GIVEN TEXT:
********

Traffic safety experts have studied the relationship between outdoor advertising and traffic accidents since the 1950s, finding no authoritative or scientific evidence that billboards are linked to traffic accidents. However, many of these studies were funded by the Outdoor Advertising Association of America, which has led to accusations of bias. The methodology used in certain studies is also questionable.

The US Department of Transportation, State Department of Transportation and property/casualty insurance companies statistics on fatal accidents indicate no correlation between billboards and traffic accidents. A broad sampling of law enforcement agencies across the country found no evidence to suggest that motor vehicle accidents were caused by billboards. Property and casualty insurance companies have conducted detailed studies of traffic accident records and conclude no correlation between billboards and traffic accidents.

********

REQUIREMENT A: According to the passage on billboards and traffic accidents, which organization funded many of the studies on outdoor advertising and traffic accidents?
REQUIREMENT B: List every source of statistics on fatal accidents that the passage on billboards and traffic accidents names.
REQUIREMENT C: Translate this sentence from the passage on billboards and traffic accidents into Spanish: "The methodology used in certain studies is also questionable."

********

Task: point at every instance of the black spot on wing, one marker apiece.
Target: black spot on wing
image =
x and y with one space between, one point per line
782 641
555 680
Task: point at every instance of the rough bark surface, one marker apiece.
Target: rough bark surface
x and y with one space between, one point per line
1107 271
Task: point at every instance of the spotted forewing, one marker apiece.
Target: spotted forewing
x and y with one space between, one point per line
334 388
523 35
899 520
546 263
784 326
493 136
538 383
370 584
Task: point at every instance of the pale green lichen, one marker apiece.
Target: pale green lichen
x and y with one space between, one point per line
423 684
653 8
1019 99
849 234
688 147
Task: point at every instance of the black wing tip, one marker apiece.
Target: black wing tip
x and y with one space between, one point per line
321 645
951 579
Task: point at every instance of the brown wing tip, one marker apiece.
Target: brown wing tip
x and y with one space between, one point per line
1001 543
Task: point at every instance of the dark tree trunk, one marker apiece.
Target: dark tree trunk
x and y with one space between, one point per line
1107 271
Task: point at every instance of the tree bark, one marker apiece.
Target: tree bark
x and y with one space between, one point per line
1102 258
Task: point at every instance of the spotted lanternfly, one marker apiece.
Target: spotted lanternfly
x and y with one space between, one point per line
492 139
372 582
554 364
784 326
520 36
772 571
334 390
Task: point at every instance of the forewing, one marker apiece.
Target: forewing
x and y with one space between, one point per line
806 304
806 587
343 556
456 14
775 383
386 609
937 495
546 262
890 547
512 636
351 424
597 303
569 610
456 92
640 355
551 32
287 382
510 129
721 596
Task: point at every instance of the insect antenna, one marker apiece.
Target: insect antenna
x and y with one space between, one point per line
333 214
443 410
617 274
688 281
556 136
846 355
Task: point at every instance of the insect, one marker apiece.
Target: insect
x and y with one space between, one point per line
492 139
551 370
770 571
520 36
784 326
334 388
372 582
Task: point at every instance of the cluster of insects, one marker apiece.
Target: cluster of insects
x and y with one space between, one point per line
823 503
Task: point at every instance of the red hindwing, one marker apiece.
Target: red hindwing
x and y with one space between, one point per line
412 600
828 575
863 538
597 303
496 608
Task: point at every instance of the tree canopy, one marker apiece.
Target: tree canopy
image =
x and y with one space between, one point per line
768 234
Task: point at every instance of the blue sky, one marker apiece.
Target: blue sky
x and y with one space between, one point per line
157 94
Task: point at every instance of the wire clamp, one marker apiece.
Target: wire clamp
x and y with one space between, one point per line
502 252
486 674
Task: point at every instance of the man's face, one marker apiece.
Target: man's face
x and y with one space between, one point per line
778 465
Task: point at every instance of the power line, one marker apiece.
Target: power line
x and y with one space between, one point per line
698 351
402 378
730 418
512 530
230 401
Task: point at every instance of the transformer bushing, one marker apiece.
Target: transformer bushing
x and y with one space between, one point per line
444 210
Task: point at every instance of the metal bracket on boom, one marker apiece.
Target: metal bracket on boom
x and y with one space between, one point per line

********

COMPLETE RESPONSE A: The Outdoor Advertising Association of America.

COMPLETE RESPONSE B:
- The US Department of Transportation
- The State Department of Transportation
- Property/casualty insurance companies

COMPLETE RESPONSE C: La metodología empleada en ciertos estudios también es cuestionable.